▶ **Requirement**
A word-for-word repetition of all the entries is needed.

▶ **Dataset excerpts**
====================
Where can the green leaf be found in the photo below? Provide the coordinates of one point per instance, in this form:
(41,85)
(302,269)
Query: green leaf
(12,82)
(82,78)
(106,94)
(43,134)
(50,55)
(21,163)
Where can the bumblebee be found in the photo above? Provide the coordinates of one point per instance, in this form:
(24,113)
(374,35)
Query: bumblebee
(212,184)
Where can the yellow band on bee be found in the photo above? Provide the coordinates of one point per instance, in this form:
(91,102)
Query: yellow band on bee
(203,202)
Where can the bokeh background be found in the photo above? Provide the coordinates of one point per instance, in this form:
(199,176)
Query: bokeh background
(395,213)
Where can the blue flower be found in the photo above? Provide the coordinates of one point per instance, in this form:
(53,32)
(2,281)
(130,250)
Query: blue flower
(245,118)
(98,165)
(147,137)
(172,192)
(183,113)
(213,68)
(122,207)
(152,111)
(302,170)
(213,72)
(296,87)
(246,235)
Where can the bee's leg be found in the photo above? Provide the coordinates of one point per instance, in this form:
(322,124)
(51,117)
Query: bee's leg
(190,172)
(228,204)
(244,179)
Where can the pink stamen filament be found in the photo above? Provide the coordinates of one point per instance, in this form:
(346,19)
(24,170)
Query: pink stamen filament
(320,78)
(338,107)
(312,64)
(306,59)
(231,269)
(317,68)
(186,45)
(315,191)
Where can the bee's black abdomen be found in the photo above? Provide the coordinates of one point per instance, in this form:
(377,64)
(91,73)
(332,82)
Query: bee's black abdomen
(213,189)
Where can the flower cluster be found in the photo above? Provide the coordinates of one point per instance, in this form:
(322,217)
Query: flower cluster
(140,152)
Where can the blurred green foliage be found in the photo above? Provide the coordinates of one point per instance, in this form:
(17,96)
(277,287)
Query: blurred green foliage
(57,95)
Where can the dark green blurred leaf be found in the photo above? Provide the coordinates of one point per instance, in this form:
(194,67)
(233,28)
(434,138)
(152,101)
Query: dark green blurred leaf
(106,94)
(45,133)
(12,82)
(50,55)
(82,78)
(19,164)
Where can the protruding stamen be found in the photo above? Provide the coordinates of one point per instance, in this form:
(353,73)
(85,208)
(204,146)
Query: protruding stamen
====================
▶ **Response**
Where can the green leaf be found in the photo below? Provide the coordinates of one point per instance, in this form:
(41,85)
(302,269)
Query: green leaf
(12,82)
(82,78)
(106,94)
(43,134)
(50,55)
(21,163)
Where can the bumblebee be found in the photo above? Provide the coordinates of one point per instance, in this form:
(24,113)
(374,35)
Query: bumblebee
(212,184)
Where can the yellow band on bee be found in the photo above? Provide the coordinates of one point per instance, in this form:
(91,102)
Query: yellow band on bee
(203,202)
Where can the bokeh background be found in the photo above? Provide the coordinates of one point per instance, in this form:
(199,176)
Query: bokeh background
(395,213)
Where can the blue flower be found in the photo above? Provide the coordinates of one point per instance, in this form:
(53,32)
(2,281)
(130,250)
Query: blue flower
(245,118)
(98,165)
(147,137)
(172,192)
(183,113)
(213,68)
(122,207)
(152,111)
(302,170)
(213,72)
(296,87)
(246,235)
Where can the bee's leg be found in the photo above? Provide the coordinates of one point per instance, in this form:
(322,124)
(51,117)
Query: bee's leg
(190,172)
(228,204)
(244,179)
Where can the pink stamen filament be found in the photo above? Provide the coordinates of one point per instance, in this form:
(346,19)
(24,170)
Query: pink stamen filament
(320,78)
(338,107)
(312,64)
(306,59)
(231,269)
(317,68)
(186,45)
(315,191)
Where can the bee's black abdomen be found in the photo above? Provide the coordinates of one point per instance, in this form:
(377,64)
(91,73)
(332,82)
Query: bee's black abdomen
(213,189)
Where can the flower cluster be found in the photo above? Provide the coordinates of one point per instance, in this form:
(322,217)
Query: flower cluster
(140,152)
Where can the blurred green foliage be found in the photo above? Provide the coordinates of one point per instance, in this form:
(17,96)
(277,287)
Query: blurred green foliage
(57,95)
Where can the dark green blurred leaf be found in the photo above? Provide the coordinates of one point per instance, in this form:
(194,67)
(233,28)
(434,138)
(152,101)
Query: dark green blurred leaf
(106,94)
(45,133)
(12,82)
(50,55)
(82,78)
(19,164)
Where can the protruding stamen be found in the photo above? Provide the coordinates of one point per instance, in this form:
(353,73)
(85,208)
(204,146)
Query: protruding stamen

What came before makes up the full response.